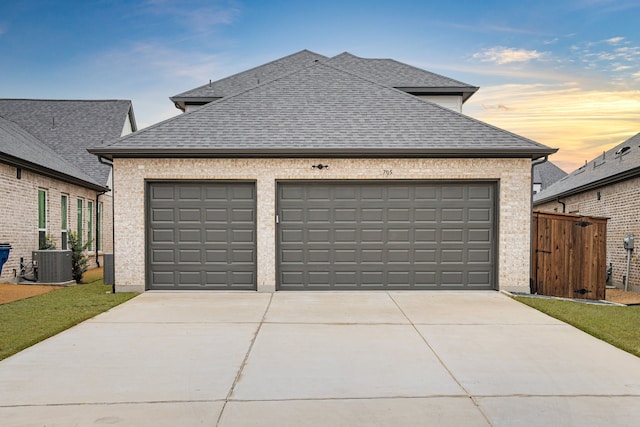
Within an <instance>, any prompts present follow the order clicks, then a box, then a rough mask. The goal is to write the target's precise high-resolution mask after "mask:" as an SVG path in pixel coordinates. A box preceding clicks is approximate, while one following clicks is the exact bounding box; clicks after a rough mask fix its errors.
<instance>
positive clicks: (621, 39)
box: [605, 37, 624, 45]
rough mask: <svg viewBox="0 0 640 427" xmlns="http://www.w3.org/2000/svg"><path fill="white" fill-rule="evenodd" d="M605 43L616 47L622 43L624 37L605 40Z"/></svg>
mask: <svg viewBox="0 0 640 427" xmlns="http://www.w3.org/2000/svg"><path fill="white" fill-rule="evenodd" d="M605 41H606V42H607V43H609V44H613V45H616V44H620V43H622V42H623V41H624V37H611V38H610V39H606V40H605Z"/></svg>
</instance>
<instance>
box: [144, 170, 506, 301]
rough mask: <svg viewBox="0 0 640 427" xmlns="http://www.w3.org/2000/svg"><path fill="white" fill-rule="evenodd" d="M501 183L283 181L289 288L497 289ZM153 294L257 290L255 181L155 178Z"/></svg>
mask: <svg viewBox="0 0 640 427" xmlns="http://www.w3.org/2000/svg"><path fill="white" fill-rule="evenodd" d="M496 191H497V188H496V184H495V183H494V182H469V181H455V182H432V181H426V182H425V181H402V182H398V181H384V182H381V181H344V182H327V181H324V182H322V181H305V182H301V181H284V182H279V183H278V185H277V201H276V212H274V214H275V220H276V223H277V225H276V227H277V230H276V233H277V236H276V263H277V266H276V272H277V278H276V287H277V289H279V290H334V289H335V290H358V289H363V290H364V289H494V288H495V285H496V283H495V282H496V280H495V275H496V269H497V268H496V267H497V265H496V264H497V263H496V261H495V259H496V243H495V242H496V231H497V228H496ZM147 192H148V197H147V203H148V209H147V212H148V214H147V215H148V218H147V224H148V225H147V260H148V265H147V281H148V288H150V289H256V283H257V280H256V279H257V277H256V264H257V258H256V256H257V254H256V237H257V236H256V192H255V184H254V183H252V182H215V181H214V182H208V181H207V182H166V183H164V182H162V183H161V182H156V183H150V184H149V185H148V189H147Z"/></svg>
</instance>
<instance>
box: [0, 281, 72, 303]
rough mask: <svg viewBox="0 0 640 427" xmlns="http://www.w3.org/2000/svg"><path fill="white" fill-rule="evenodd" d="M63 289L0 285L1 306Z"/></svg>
mask: <svg viewBox="0 0 640 427" xmlns="http://www.w3.org/2000/svg"><path fill="white" fill-rule="evenodd" d="M61 288H63V286H44V285H16V284H11V283H0V304H5V303H8V302H13V301H17V300H19V299H24V298H30V297H34V296H36V295H40V294H44V293H47V292H51V291H55V290H56V289H61Z"/></svg>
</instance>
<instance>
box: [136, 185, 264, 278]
mask: <svg viewBox="0 0 640 427" xmlns="http://www.w3.org/2000/svg"><path fill="white" fill-rule="evenodd" d="M255 212H256V196H255V184H254V183H252V182H251V183H247V182H209V181H207V182H151V183H149V184H148V186H147V288H148V289H171V290H175V289H230V290H231V289H256V221H255V217H256V215H255Z"/></svg>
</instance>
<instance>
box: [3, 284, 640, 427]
mask: <svg viewBox="0 0 640 427" xmlns="http://www.w3.org/2000/svg"><path fill="white" fill-rule="evenodd" d="M639 419H640V359H639V358H637V357H635V356H632V355H630V354H628V353H625V352H623V351H621V350H618V349H616V348H614V347H612V346H610V345H608V344H606V343H604V342H602V341H599V340H597V339H595V338H592V337H590V336H589V335H587V334H584V333H582V332H580V331H578V330H576V329H574V328H573V327H571V326H568V325H566V324H564V323H562V322H559V321H557V320H555V319H552V318H550V317H547V316H545V315H543V314H541V313H539V312H537V311H535V310H533V309H531V308H528V307H526V306H524V305H522V304H520V303H518V302H515V301H513V300H511V299H510V298H508V297H507V296H505V295H502V294H500V293H497V292H473V293H468V292H460V293H455V292H357V293H356V292H340V293H332V292H329V293H308V292H305V293H291V292H279V293H275V294H263V293H219V292H210V293H200V292H183V293H152V292H149V293H145V294H143V295H140V296H138V297H136V298H134V299H133V300H130V301H129V302H127V303H125V304H123V305H121V306H119V307H116V308H115V309H113V310H111V311H109V312H107V313H104V314H102V315H100V316H97V317H95V318H94V319H91V320H89V321H86V322H84V323H82V324H80V325H78V326H76V327H74V328H72V329H70V330H68V331H66V332H63V333H61V334H59V335H57V336H55V337H53V338H51V339H49V340H46V341H44V342H42V343H40V344H38V345H35V346H33V347H31V348H29V349H27V350H25V351H23V352H21V353H19V354H17V355H15V356H13V357H11V358H8V359H6V360H4V361H2V362H0V420H2V421H1V422H0V424H2V425H3V426H43V425H46V426H76V425H77V426H93V425H96V426H100V425H117V426H155V427H157V426H196V425H198V426H199V425H204V426H223V427H235V426H279V427H281V426H296V427H299V426H349V427H352V426H416V425H420V426H545V427H547V426H554V425H557V426H631V425H637V424H638V420H639Z"/></svg>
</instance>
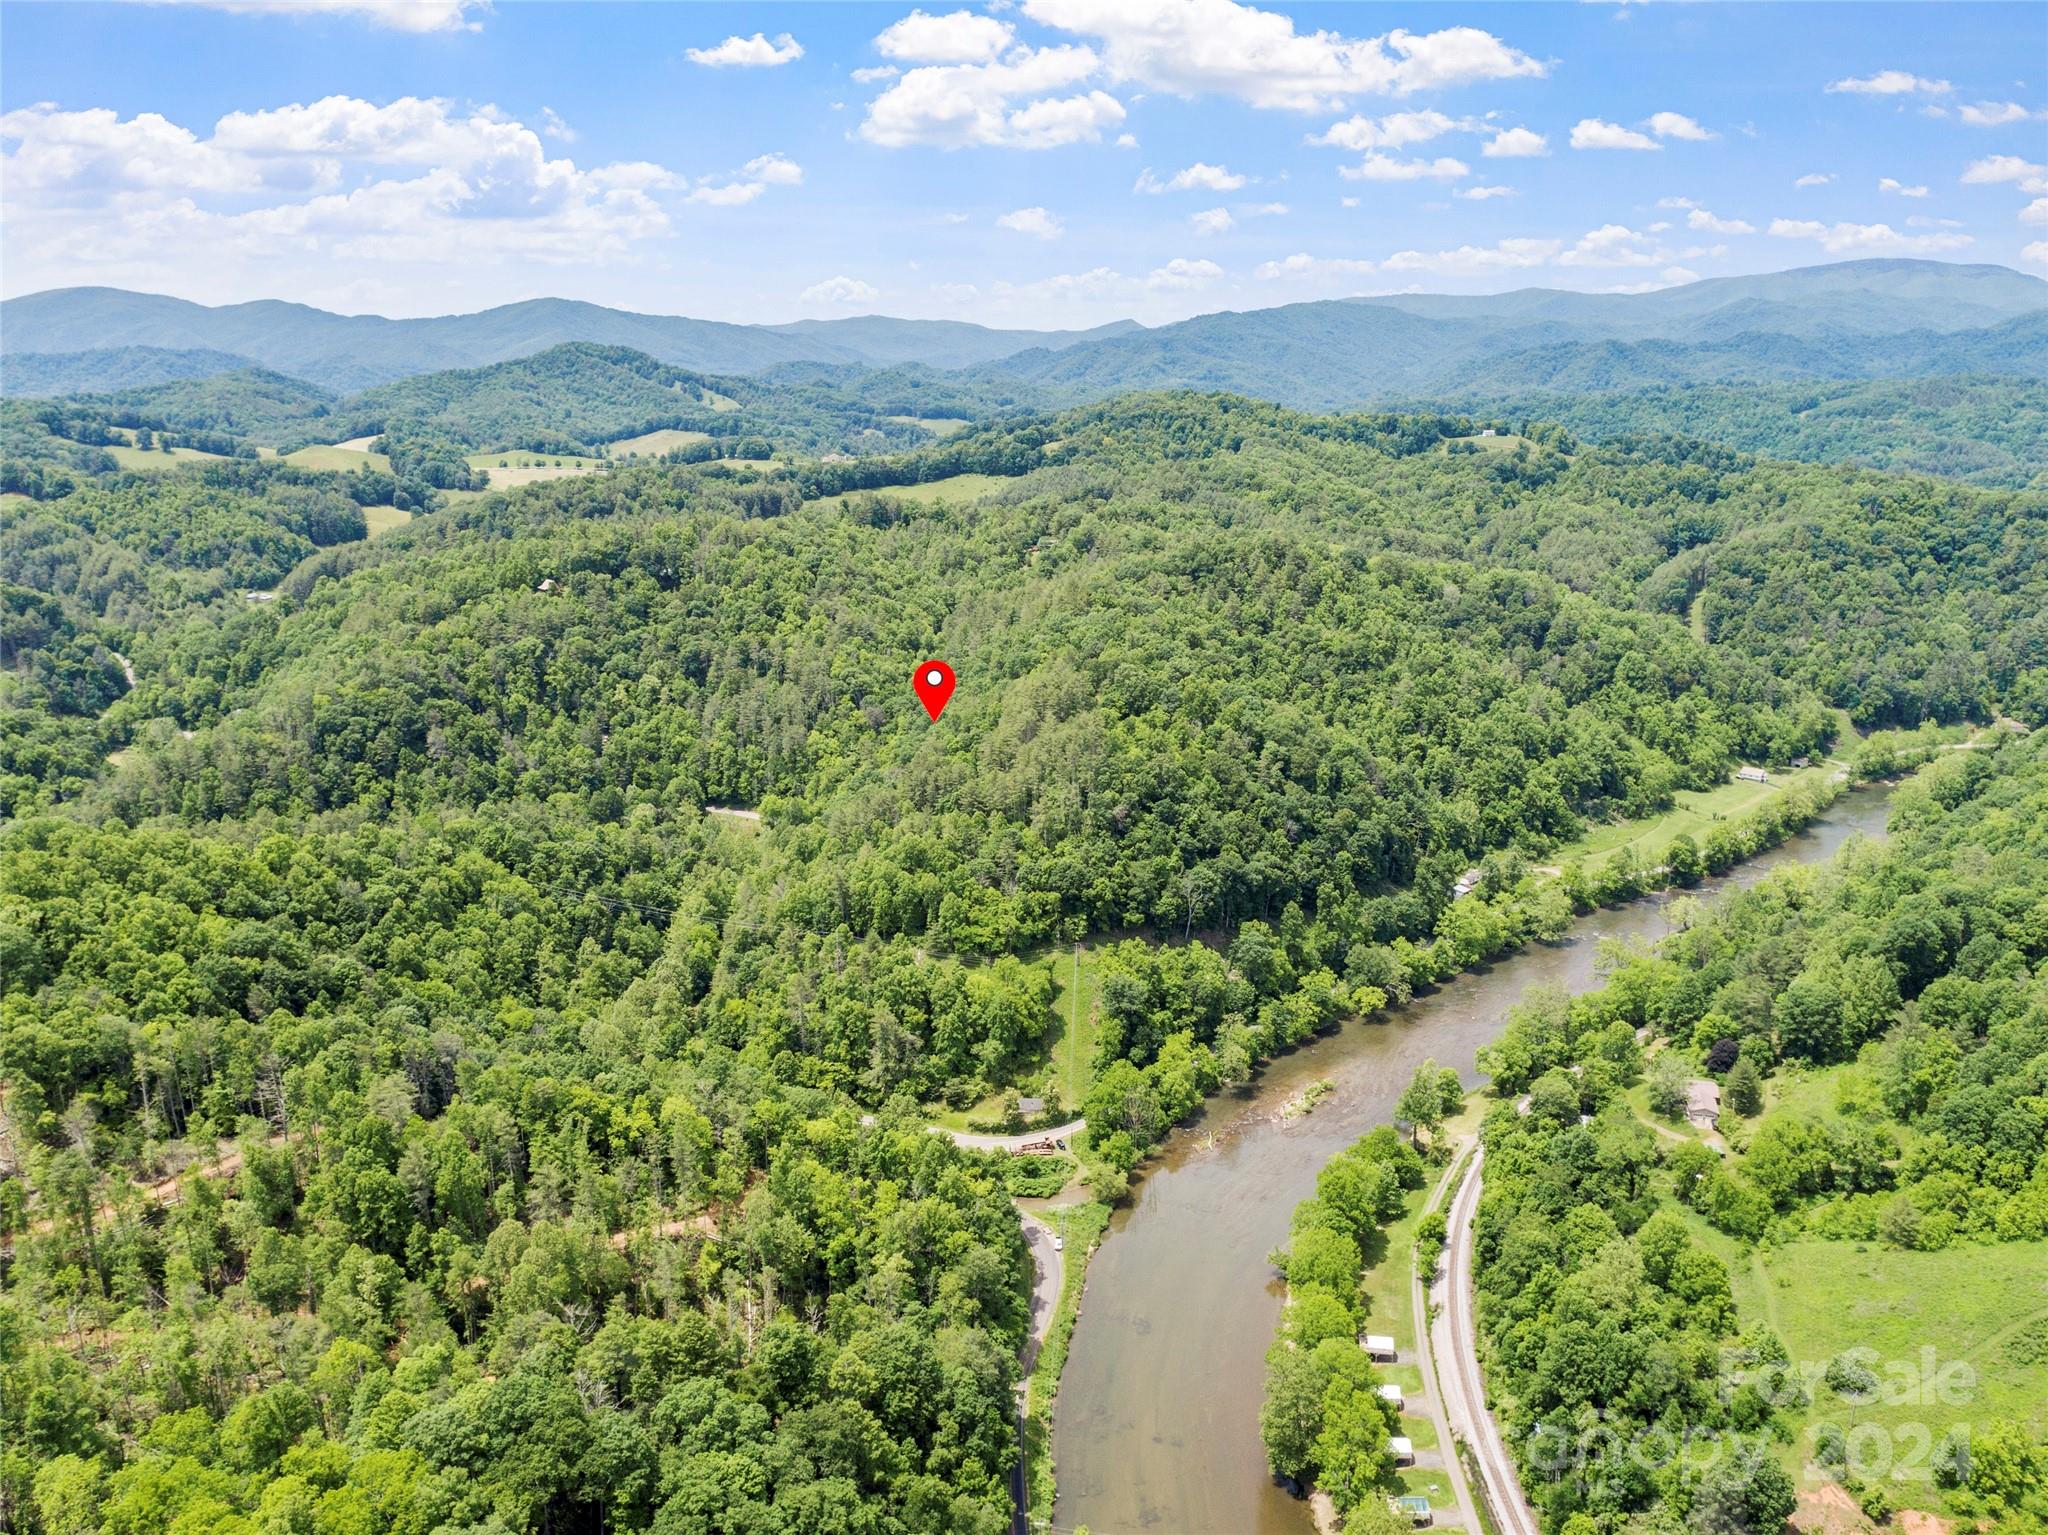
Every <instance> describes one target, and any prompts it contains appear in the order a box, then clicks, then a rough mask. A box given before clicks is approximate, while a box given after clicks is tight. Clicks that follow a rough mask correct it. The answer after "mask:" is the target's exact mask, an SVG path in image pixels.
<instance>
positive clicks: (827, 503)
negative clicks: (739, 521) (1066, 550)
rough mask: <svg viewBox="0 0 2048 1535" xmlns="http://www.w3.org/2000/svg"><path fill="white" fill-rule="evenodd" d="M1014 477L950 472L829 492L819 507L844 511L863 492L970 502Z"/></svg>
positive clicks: (912, 498)
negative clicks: (935, 475) (850, 502)
mask: <svg viewBox="0 0 2048 1535" xmlns="http://www.w3.org/2000/svg"><path fill="white" fill-rule="evenodd" d="M1008 483H1010V479H1008V477H1004V475H950V477H948V479H928V481H924V483H922V485H881V487H877V489H872V491H848V493H846V495H827V497H823V499H819V501H815V506H829V503H831V501H838V503H840V510H842V512H844V510H846V506H848V501H852V499H854V497H860V495H887V497H891V499H897V501H915V503H918V506H938V503H940V501H952V503H967V501H979V499H981V497H983V495H987V493H989V491H993V489H999V487H1001V485H1008Z"/></svg>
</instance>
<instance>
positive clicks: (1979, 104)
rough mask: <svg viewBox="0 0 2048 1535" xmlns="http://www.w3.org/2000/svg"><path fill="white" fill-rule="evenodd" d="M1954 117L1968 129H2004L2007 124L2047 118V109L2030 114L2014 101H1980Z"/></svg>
mask: <svg viewBox="0 0 2048 1535" xmlns="http://www.w3.org/2000/svg"><path fill="white" fill-rule="evenodd" d="M1956 115H1958V117H1960V119H1962V121H1964V123H1968V125H1970V127H2005V125H2007V123H2028V121H2032V119H2036V117H2048V108H2044V111H2038V113H2030V111H2028V108H2025V106H2021V104H2019V102H2015V100H1980V102H1976V104H1972V106H1964V108H1960V111H1958V113H1956Z"/></svg>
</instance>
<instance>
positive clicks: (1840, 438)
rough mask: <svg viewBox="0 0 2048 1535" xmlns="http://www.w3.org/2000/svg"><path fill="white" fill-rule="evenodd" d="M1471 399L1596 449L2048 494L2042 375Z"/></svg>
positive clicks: (2045, 411) (1466, 403)
mask: <svg viewBox="0 0 2048 1535" xmlns="http://www.w3.org/2000/svg"><path fill="white" fill-rule="evenodd" d="M1460 403H1462V407H1464V409H1470V411H1475V413H1485V415H1489V418H1505V420H1530V422H1556V424H1561V426H1565V428H1569V430H1573V432H1577V434H1581V436H1587V438H1591V440H1595V442H1606V440H1614V438H1630V436H1686V438H1700V440H1704V442H1716V444H1722V446H1729V448H1739V450H1743V452H1755V454H1763V456H1767V458H1802V461H1812V463H1853V465H1864V467H1868V469H1907V471H1913V473H1921V475H1944V477H1948V479H1960V481H1964V483H1968V485H2005V487H2011V489H2017V487H2023V485H2034V487H2036V489H2040V487H2042V475H2044V473H2048V385H2044V383H2040V381H2036V379H1999V377H1939V379H1876V381H1858V383H1812V385H1774V383H1749V385H1690V387H1671V385H1667V387H1657V389H1628V391H1614V393H1567V391H1546V393H1532V395H1513V397H1505V399H1501V397H1493V399H1464V401H1460Z"/></svg>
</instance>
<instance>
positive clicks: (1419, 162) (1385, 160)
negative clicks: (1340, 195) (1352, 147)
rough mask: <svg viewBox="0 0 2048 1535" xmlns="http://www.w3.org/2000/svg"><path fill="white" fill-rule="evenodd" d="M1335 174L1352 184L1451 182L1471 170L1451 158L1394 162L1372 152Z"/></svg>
mask: <svg viewBox="0 0 2048 1535" xmlns="http://www.w3.org/2000/svg"><path fill="white" fill-rule="evenodd" d="M1337 174H1339V176H1343V178H1346V180H1352V182H1419V180H1436V182H1454V180H1458V178H1460V176H1470V174H1473V168H1470V166H1466V164H1464V162H1462V160H1452V158H1450V156H1438V158H1436V160H1395V158H1393V156H1382V153H1378V151H1374V153H1368V156H1366V158H1364V160H1360V162H1358V164H1356V166H1339V168H1337Z"/></svg>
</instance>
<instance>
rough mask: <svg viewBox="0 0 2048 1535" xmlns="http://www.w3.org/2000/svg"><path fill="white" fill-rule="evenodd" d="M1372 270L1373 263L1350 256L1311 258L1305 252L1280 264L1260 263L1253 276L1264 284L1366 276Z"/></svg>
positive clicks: (1263, 262)
mask: <svg viewBox="0 0 2048 1535" xmlns="http://www.w3.org/2000/svg"><path fill="white" fill-rule="evenodd" d="M1370 270H1372V262H1364V260H1352V258H1348V256H1311V254H1309V252H1305V250H1298V252H1294V254H1292V256H1286V258H1284V260H1278V262H1260V264H1257V268H1253V272H1251V276H1255V278H1257V280H1262V282H1272V280H1278V278H1284V280H1311V278H1331V276H1364V274H1366V272H1370Z"/></svg>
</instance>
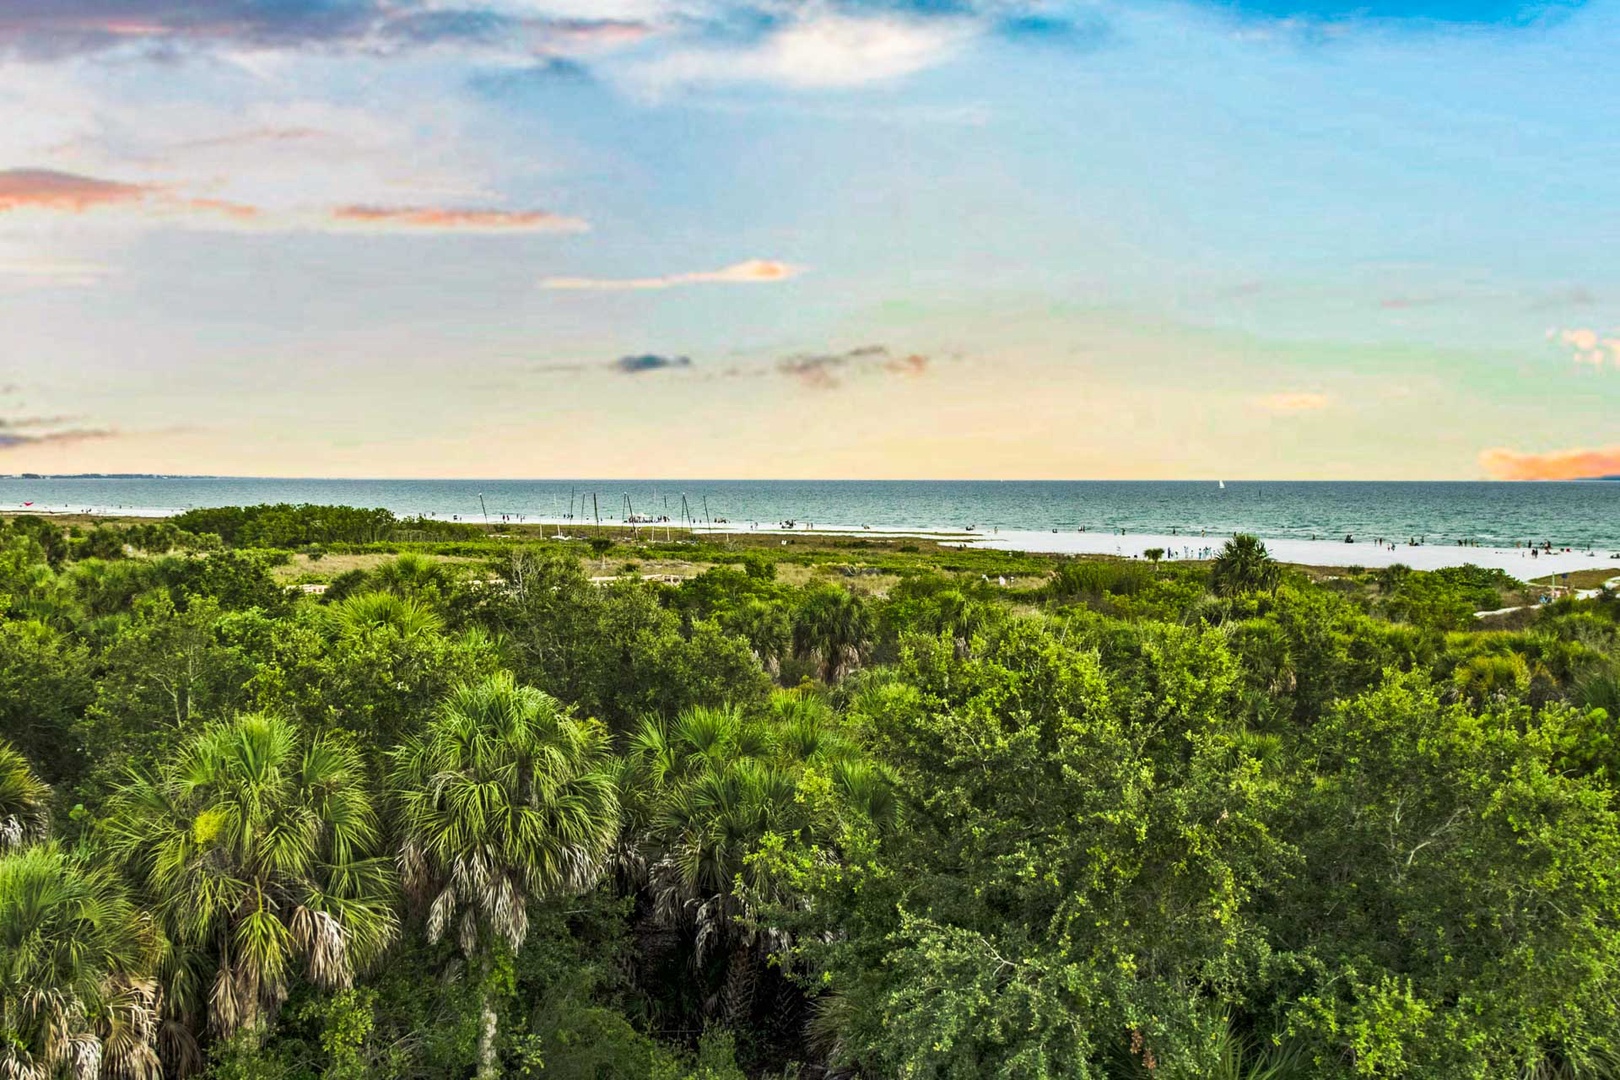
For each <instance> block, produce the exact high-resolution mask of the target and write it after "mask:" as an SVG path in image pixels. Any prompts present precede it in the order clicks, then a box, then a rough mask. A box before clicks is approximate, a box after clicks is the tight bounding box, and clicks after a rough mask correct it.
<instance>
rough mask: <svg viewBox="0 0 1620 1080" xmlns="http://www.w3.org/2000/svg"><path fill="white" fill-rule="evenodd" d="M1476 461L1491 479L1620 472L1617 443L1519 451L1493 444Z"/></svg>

■ Required action: Starting with the line above that holds "positive clicks: (1979, 104)" and stopping with the line that holds "399L1596 449L2048 494L2042", reproduce each line exactly, omitting all other lines.

■ Completed task:
positive clicks: (1979, 104)
rough mask: <svg viewBox="0 0 2048 1535" xmlns="http://www.w3.org/2000/svg"><path fill="white" fill-rule="evenodd" d="M1954 117L1968 129H2004L2007 124L2047 118V109L2030 114L2014 101H1980Z"/></svg>
mask: <svg viewBox="0 0 2048 1535" xmlns="http://www.w3.org/2000/svg"><path fill="white" fill-rule="evenodd" d="M1956 115H1958V117H1960V119H1962V121H1964V123H1968V125H1970V127H2005V125H2007V123H2028V121H2032V119H2036V117H2048V108H2044V111H2038V113H2030V111H2028V108H2025V106H2021V104H2019V102H2015V100H1980V102H1976V104H1972V106H1964V108H1960V111H1958V113H1956Z"/></svg>
</instance>
<instance>
positive clicks: (1840, 438)
rough mask: <svg viewBox="0 0 2048 1535" xmlns="http://www.w3.org/2000/svg"><path fill="white" fill-rule="evenodd" d="M1471 399L1596 449L2048 494L2042 375Z"/></svg>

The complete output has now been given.